● **TASK TO COMPLETE**: In the records below, find the line containing "Query: terracotta roof tile" and retype it and every line after it exactly, adding nothing.

● **DATA TO USE**:
BEGIN

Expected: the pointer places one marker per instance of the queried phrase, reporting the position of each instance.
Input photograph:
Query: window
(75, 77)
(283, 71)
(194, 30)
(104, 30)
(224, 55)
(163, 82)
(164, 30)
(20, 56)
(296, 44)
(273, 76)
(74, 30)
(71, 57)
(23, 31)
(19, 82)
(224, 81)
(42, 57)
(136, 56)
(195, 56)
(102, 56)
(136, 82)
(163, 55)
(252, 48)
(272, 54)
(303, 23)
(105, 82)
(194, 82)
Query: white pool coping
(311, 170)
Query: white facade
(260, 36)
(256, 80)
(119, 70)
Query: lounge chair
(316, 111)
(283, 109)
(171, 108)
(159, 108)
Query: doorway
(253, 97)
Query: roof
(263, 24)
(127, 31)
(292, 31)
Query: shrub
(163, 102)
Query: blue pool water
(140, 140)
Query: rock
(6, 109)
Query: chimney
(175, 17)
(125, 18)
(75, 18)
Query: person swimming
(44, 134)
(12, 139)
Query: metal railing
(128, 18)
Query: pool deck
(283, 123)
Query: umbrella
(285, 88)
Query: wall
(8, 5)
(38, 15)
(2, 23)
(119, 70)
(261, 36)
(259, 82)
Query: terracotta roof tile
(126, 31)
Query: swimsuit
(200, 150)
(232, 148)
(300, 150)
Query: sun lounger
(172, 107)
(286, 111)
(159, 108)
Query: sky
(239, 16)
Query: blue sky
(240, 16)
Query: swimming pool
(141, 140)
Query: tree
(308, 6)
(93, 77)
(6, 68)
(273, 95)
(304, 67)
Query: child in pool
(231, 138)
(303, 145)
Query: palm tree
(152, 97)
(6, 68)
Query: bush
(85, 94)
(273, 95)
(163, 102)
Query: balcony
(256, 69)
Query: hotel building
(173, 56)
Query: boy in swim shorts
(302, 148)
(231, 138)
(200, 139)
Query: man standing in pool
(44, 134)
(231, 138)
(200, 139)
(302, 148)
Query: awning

END

● **RESULT OF THIS EXERCISE**:
Query: terracotta roof tile
(126, 31)
Query: swimsuit
(200, 150)
(232, 148)
(300, 150)
Query: sun lounger
(172, 107)
(286, 111)
(159, 108)
Query: sky
(239, 16)
Query: blue sky
(240, 16)
Query: swimming pool
(141, 140)
Query: tree
(308, 6)
(93, 77)
(6, 68)
(273, 95)
(304, 67)
Query: child in pool
(231, 138)
(303, 145)
Query: palm tree
(152, 97)
(6, 68)
Query: bush
(85, 94)
(273, 95)
(163, 102)
Query: balcony
(256, 69)
Query: hotel building
(173, 56)
Query: boy in swim shorts
(302, 148)
(231, 138)
(200, 139)
Query: man standing in pool
(44, 134)
(231, 138)
(200, 139)
(302, 148)
Query: awning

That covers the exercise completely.